### Exercise directions
Return all of the entries below exactly as they are given.

(Excerpts from a dataset)
------------------------------------

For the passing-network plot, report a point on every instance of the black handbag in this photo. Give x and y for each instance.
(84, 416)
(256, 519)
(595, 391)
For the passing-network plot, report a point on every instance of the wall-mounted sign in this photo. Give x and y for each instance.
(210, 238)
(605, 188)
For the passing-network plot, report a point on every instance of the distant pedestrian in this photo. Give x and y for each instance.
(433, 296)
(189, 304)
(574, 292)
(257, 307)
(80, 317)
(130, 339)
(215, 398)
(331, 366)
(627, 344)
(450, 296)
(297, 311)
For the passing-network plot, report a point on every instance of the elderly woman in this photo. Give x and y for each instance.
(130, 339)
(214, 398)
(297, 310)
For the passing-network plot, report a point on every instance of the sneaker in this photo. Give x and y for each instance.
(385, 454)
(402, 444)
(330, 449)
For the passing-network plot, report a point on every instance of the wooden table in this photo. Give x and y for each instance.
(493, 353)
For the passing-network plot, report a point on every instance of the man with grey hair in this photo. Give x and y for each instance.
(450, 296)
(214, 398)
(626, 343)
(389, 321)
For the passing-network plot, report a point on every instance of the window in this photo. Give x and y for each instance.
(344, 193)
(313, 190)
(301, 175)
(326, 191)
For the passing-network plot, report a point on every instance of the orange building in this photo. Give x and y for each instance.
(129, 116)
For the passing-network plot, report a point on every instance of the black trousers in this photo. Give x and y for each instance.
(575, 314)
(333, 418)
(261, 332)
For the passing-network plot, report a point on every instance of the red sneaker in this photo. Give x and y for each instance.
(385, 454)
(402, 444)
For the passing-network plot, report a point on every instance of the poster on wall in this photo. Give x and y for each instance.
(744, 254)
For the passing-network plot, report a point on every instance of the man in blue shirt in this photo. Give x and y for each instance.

------------------------------------

### Reply to the exercise
For the passing-network plot, report a point on every instance of the black handbag in this photo. Give x and y for each instance.
(84, 416)
(256, 519)
(595, 391)
For the passing-network plot, report a point on every instance of the wall-mounted sign in this photo. Give x and y for each instance.
(210, 238)
(605, 188)
For the passing-network plot, report a point on every instance of the distant pedestrian in this photo. Give x and y for each instance.
(433, 296)
(189, 304)
(574, 292)
(257, 307)
(80, 317)
(130, 339)
(215, 398)
(331, 366)
(627, 344)
(450, 296)
(297, 311)
For the passing-network plot, report a point on every instance of the elderly woman in this photo. Give x and y for each instance.
(130, 339)
(214, 398)
(297, 310)
For the passing-network plot, report a point on every instance of the sneaker in this photo. Give x and y for each instance.
(385, 454)
(402, 444)
(330, 449)
For the passing-network plot, report a point on every instance of the wooden table in this photo. Give x and y for each instance.
(493, 353)
For the passing-network plot, report a point on every instance of the man with grey hair in this photo. Give x and y for each instance.
(450, 296)
(214, 398)
(626, 343)
(389, 321)
For the passing-network plot, report a point on every instance of the window in this photo. Give x and y for each instance.
(344, 193)
(313, 190)
(301, 175)
(326, 191)
For the passing-network plot, report a point on every instance of the orange building in this photo. Give x and y for each instance.
(129, 116)
For the passing-network plot, report a point on every instance of the black trousers in this photo. Give x and y for each instance.
(575, 314)
(333, 418)
(261, 332)
For the passing-network plot, report a point on every instance of the red sneaker in this photo. Give x and y for each instance.
(385, 454)
(402, 444)
For the passing-network plot, report a point on every instance of the poster on wall in this photo. Give x and y for each instance.
(744, 254)
For the passing-network plot, report a point on every instance of the man in blue shirt in this photo. Give x and y for each instance.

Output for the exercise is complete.